# [TASK REQUIREMENTS]
Everything from the line containing "spot the hanging lantern." through the final line of the records must be transcribed verbatim; nothing else belongs in the result.

# [RECORDS SUPPLIED]
++++++++++
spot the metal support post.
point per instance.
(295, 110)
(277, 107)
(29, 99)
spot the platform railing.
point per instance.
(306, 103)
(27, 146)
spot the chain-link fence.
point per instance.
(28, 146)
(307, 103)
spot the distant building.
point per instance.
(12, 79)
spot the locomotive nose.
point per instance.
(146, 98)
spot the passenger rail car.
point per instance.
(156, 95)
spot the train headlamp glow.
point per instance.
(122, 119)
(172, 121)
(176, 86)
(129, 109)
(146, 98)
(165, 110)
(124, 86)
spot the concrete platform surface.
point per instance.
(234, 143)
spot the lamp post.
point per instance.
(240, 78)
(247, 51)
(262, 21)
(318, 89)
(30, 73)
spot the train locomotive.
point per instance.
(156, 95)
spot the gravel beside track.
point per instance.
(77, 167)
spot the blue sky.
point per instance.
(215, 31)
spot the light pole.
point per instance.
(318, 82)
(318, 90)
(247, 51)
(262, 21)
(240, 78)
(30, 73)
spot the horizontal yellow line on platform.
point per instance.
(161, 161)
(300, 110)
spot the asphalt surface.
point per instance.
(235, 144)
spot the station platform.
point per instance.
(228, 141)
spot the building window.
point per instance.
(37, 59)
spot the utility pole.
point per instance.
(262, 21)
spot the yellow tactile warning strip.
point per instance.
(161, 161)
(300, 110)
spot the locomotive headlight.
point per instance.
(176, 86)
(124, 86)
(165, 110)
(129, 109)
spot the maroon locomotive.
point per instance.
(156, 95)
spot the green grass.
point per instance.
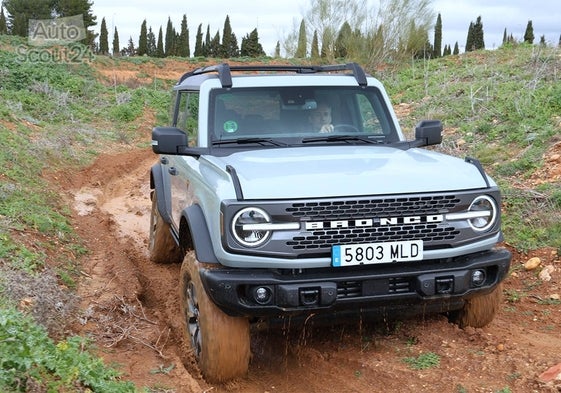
(423, 361)
(502, 107)
(52, 117)
(31, 361)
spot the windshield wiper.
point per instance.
(341, 138)
(243, 141)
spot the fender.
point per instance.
(197, 230)
(163, 193)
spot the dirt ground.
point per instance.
(130, 309)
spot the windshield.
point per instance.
(300, 114)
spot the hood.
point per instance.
(313, 172)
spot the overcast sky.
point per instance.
(275, 19)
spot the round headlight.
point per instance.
(247, 226)
(485, 213)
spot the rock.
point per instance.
(545, 274)
(532, 263)
(553, 373)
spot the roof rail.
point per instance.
(224, 71)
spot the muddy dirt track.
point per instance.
(130, 309)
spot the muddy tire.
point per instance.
(221, 343)
(479, 311)
(161, 246)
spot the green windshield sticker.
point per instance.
(230, 126)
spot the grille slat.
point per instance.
(373, 208)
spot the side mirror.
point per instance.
(429, 132)
(168, 140)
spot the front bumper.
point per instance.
(442, 284)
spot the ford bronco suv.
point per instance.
(272, 218)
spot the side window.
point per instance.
(370, 121)
(188, 115)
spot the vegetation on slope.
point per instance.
(501, 107)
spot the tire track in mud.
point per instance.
(131, 311)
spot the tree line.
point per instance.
(330, 29)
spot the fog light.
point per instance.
(262, 295)
(478, 277)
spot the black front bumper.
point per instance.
(441, 284)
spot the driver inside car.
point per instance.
(320, 118)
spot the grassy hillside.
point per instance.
(502, 107)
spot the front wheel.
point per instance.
(221, 343)
(479, 311)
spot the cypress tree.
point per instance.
(229, 46)
(207, 44)
(314, 53)
(103, 38)
(143, 40)
(130, 49)
(470, 40)
(116, 50)
(438, 37)
(199, 42)
(342, 40)
(170, 35)
(529, 33)
(302, 41)
(151, 43)
(214, 49)
(478, 39)
(3, 23)
(160, 45)
(250, 45)
(183, 49)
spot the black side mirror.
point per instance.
(168, 140)
(429, 132)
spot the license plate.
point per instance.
(371, 253)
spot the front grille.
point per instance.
(332, 210)
(322, 239)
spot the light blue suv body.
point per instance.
(285, 219)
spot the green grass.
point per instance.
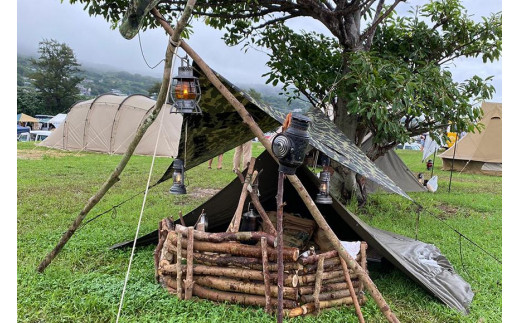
(84, 282)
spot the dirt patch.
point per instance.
(39, 154)
(204, 192)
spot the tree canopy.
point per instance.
(378, 72)
(56, 77)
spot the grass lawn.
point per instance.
(84, 282)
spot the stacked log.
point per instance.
(224, 269)
(219, 267)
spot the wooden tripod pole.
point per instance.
(279, 245)
(307, 199)
(114, 177)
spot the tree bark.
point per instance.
(306, 290)
(218, 237)
(237, 249)
(265, 270)
(240, 286)
(352, 292)
(316, 214)
(189, 264)
(279, 245)
(114, 177)
(234, 225)
(317, 285)
(289, 280)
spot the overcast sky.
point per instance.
(94, 42)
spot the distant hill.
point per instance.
(100, 79)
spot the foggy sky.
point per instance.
(93, 41)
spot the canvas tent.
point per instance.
(58, 119)
(479, 153)
(422, 262)
(394, 167)
(220, 128)
(108, 124)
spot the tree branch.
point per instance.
(369, 33)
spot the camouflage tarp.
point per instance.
(220, 129)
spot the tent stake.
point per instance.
(114, 177)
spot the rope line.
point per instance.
(140, 215)
(461, 235)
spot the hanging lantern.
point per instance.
(185, 91)
(323, 196)
(289, 146)
(178, 178)
(429, 164)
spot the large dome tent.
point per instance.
(479, 152)
(108, 123)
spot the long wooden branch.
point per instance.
(114, 176)
(307, 199)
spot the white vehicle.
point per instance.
(34, 135)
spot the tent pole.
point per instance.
(452, 160)
(114, 176)
(307, 199)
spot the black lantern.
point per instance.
(178, 177)
(429, 164)
(289, 146)
(323, 196)
(185, 91)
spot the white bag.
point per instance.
(432, 184)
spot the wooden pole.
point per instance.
(307, 199)
(279, 246)
(189, 264)
(265, 270)
(114, 176)
(352, 292)
(267, 224)
(179, 266)
(238, 249)
(317, 285)
(227, 236)
(290, 280)
(234, 226)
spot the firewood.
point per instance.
(290, 280)
(306, 290)
(226, 236)
(234, 225)
(325, 296)
(265, 271)
(310, 278)
(178, 266)
(157, 254)
(279, 246)
(314, 259)
(189, 265)
(222, 260)
(237, 249)
(317, 286)
(246, 287)
(352, 292)
(310, 307)
(237, 298)
(329, 263)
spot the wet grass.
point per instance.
(84, 283)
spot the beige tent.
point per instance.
(109, 122)
(479, 153)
++++++++++
# [ANSWER FOR THIS EXERCISE]
spot the hanging lantern.
point per instance.
(185, 91)
(323, 196)
(289, 146)
(178, 178)
(429, 164)
spot the large dome tent.
point per instance.
(479, 152)
(108, 123)
spot the long wooden branch.
point per instance.
(114, 176)
(307, 199)
spot the white vehicle.
point per instance.
(34, 135)
spot the tent pole.
point per instance.
(452, 160)
(114, 176)
(307, 199)
spot the black lantern.
point per instance.
(178, 177)
(429, 164)
(289, 146)
(323, 196)
(185, 91)
spot the white bag.
point per instance.
(432, 184)
spot the wooden pole.
point per instance.
(307, 199)
(279, 246)
(189, 264)
(265, 270)
(114, 176)
(352, 292)
(267, 224)
(179, 266)
(238, 249)
(317, 285)
(227, 236)
(290, 280)
(234, 226)
spot the firewood.
point per instance.
(290, 280)
(306, 290)
(226, 236)
(234, 225)
(325, 296)
(265, 271)
(310, 278)
(178, 266)
(157, 254)
(279, 246)
(314, 259)
(189, 265)
(222, 260)
(237, 249)
(317, 286)
(246, 287)
(352, 292)
(310, 307)
(237, 298)
(329, 263)
spot the wet grass.
point per instance.
(84, 283)
spot the beige tent.
point per instance.
(109, 122)
(479, 153)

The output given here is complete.